__Reading text__

Lesson #19 - Constraints make the art possible
I enjoy a creative backstory.
To draw the energy or inspiration from somewhere to bring something into existence that was not there before.
Leaders are creatives but mostly do not think of themselves as such.
Legendary music producer Rick Rubin, in his book ‘The Creative Act – A Way of Being’, described the process of creativity as follows:
“Regardless of whether or not we’re formally making art, we are all living as artists. We perceive, filter, and collect data, then curate an experience for ourselves and others based on this information set. Whether we do this consciously or unconsciously, by the mere fact of being alive, we are active participants in the ongoing process of creation.”
Rick’s take sounds a lot like leadership. When coaching leaders facing into ambiguity and complexity, I talk about the dimensions of data, dialogue, then decision, knowing all will be imperfect, inadequate, and insufficient, the very reason we need leadership in the first place.
As a coach, I encourage leaders to shift from a mindset of reaction to reflection.
This can be challenging. Leaders often draw their energy from their reactions, the vitality of high-stakes decision-making and its associated urgency, real or perceived. This instinct has generally served them well, received recognition and formed part of their ascension into leadership roles. Reflection means slowing down to ‘curate’ thinking, and not only does this run counter to self-perception, but also an embedded belief of what the role expects of them in these situations.
To illustrate the point, I will speak of the great athletes who can ‘slow’ the game down in the absolute heat of battle, allowing the extra milli-second to ‘curate’ their options with the ball in hand. Collingwood superstar Scott Pendlebury is AFL football’s best example of this. For him, the constraints of the moment, in the middle of the MCG, with a million eyeballs watching and judging, make his art possible, as he did on Grand Final Day in 2023, particularly in the last quarter when it mattered most.
I was listening to Performance Psychologist Dr Michael Gervais interview the musician Moby on his ‘Finding Mastery’ podcast, the coming together of two wonderful thinkers, one from the domain of elite sport performance, the other who has spent three decades continually evolving and beating on his craft, refusing to be labelled, yet always seeming to be at the top his game, that reminded me of the importance of constraints and creativity.
“What stands in the way, becomes the way”, Stoic philosopher Ryan Holiday espouses, or more specifically, “The obstacle is the way”.
In the ‘Finding Mastery’ interview, Moby openly describes himself as an alcoholic, although he has been sober for fifteen years. He did the 12-Steps with Alcoholics Anonymous (AA).
He talked about hitting rock bottom – date, time and place forever embedded in his subconscious.
“It was October 8th, 2008, and I had played a fundraiser for a politician in upstate New York, and I, of course, had my 25 drinks afterwards and found someone to sell me terrible rotgut cocaine. And I was taking the train back into the city, and I couldn’t think, I couldn’t read, I couldn’t look out the windows. I was so hungover and sick. And I realised I’d felt that way every single day for the last eight years. And all of a sudden, I was like, “Oh, it’s not getting better. I’ve tried to strategise my way around this, but it’s just simply not getting better. It was just simply, as Steven Tyler from Aerosmith said, I just unrelentingly sick and tired of being unrelentingly sick and tired.”

__Provided material__
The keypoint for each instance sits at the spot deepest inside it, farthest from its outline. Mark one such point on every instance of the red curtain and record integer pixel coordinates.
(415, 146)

__Exercise goal__
Please answer from the lesson on constraints and creativity: on what date did Moby hit rock bottom? You can set the material aside.

__Task response__
October 8th, 2008.